TASK TO CARRY OUT:
In the listing below, locate the line containing "Can you spot the slate" and the line containing "Can you spot the decorative". Output both of them and every line between, exactly as written, and nothing more.

SUPPLIED RECORDS:
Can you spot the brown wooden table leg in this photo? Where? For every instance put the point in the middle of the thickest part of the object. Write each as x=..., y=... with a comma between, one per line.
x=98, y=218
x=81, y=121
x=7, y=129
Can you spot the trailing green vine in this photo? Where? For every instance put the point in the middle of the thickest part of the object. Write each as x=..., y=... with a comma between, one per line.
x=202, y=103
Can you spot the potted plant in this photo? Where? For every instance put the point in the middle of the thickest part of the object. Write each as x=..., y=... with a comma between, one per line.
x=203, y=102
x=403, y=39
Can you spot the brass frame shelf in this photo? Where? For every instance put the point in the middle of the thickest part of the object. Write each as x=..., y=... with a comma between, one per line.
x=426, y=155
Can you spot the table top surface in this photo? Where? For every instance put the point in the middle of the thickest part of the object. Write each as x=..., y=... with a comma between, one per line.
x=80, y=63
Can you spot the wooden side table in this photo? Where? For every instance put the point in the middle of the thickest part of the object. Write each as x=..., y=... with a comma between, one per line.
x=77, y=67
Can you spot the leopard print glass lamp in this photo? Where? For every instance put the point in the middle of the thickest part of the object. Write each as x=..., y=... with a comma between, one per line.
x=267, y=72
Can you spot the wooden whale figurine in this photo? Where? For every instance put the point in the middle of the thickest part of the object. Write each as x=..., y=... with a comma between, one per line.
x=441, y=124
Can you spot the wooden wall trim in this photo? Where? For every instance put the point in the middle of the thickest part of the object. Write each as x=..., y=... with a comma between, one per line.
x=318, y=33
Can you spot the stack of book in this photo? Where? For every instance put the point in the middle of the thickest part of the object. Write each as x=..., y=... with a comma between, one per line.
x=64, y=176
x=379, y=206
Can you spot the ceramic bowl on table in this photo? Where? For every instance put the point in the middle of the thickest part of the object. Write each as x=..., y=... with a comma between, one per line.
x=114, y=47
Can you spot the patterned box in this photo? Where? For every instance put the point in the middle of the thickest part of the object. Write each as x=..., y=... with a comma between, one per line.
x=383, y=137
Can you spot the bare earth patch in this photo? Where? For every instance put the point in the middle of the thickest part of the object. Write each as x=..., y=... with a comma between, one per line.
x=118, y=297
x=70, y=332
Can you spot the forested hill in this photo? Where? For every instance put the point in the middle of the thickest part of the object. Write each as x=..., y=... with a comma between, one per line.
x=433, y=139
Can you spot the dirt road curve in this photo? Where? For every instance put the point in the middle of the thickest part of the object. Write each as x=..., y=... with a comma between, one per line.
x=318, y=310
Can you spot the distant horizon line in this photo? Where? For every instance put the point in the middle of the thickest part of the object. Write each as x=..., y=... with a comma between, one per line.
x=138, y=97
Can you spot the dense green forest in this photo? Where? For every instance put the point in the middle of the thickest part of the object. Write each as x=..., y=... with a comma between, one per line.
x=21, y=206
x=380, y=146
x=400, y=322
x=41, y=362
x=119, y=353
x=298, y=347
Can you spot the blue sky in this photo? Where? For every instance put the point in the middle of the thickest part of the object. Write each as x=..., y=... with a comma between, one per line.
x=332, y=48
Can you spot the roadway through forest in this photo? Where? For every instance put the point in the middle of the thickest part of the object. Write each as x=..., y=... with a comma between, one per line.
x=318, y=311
...
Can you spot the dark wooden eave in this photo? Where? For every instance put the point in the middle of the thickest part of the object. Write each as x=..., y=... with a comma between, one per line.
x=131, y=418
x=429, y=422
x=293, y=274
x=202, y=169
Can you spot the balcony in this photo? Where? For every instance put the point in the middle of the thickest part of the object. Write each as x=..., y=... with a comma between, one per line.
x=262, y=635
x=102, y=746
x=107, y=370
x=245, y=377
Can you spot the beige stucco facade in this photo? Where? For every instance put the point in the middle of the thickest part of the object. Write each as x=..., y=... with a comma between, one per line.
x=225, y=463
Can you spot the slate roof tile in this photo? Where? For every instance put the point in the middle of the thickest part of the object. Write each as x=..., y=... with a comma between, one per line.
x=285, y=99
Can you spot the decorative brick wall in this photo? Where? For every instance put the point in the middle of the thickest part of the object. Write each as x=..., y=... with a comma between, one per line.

EXPECTED OUTPUT:
Can you spot the slate roof tile in this photo? Where? For every instance put the point in the middle of the thickest part of the object. Write each as x=..., y=... with a comma between, one per line.
x=285, y=99
Can you spot the decorative brick wall in this photo? Where? For every instance put the point in the middle of the thickest part of the object. Write each as x=..., y=... with a comma between, one per line.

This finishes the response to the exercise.